**EXERCISE TASK**
Copy out each of the following lines again, keeping every character unchanged.

**ITEMS**
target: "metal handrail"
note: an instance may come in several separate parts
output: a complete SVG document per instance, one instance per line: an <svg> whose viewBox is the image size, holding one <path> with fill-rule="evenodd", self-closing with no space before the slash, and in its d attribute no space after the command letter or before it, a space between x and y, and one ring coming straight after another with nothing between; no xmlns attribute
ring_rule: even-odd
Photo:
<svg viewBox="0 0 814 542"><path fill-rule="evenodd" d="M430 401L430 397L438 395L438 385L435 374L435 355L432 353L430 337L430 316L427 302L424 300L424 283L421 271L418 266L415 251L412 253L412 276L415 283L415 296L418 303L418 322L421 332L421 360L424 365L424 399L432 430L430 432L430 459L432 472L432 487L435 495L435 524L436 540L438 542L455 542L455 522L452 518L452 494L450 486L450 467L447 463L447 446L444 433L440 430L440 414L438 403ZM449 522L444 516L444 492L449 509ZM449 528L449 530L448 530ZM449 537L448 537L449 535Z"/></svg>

**COMPLETED TASK**
target: "metal handrail"
note: an instance may come in several separate parts
output: a complete SVG document per instance, one instance per line: an <svg> whose viewBox is the image size, holding one <path> with fill-rule="evenodd", self-closing with no space before the slash, and in its d attribute no space after the command letter or before it, a space between x and y, and one ring coming straight after another with nothing between; no xmlns attribute
ring_rule: even-odd
Photo:
<svg viewBox="0 0 814 542"><path fill-rule="evenodd" d="M430 401L430 397L438 395L438 385L435 374L435 355L432 353L430 337L430 316L427 302L424 300L424 283L421 271L418 266L415 251L412 253L412 276L415 283L415 296L418 303L418 322L421 332L421 360L424 365L424 399L432 430L430 432L430 459L432 472L432 487L435 495L435 524L436 540L438 542L455 542L455 522L452 518L452 494L450 486L450 467L447 463L447 446L444 433L440 430L440 414L438 403ZM449 522L444 516L444 492L449 509ZM449 528L449 530L448 530ZM449 537L448 537L449 535Z"/></svg>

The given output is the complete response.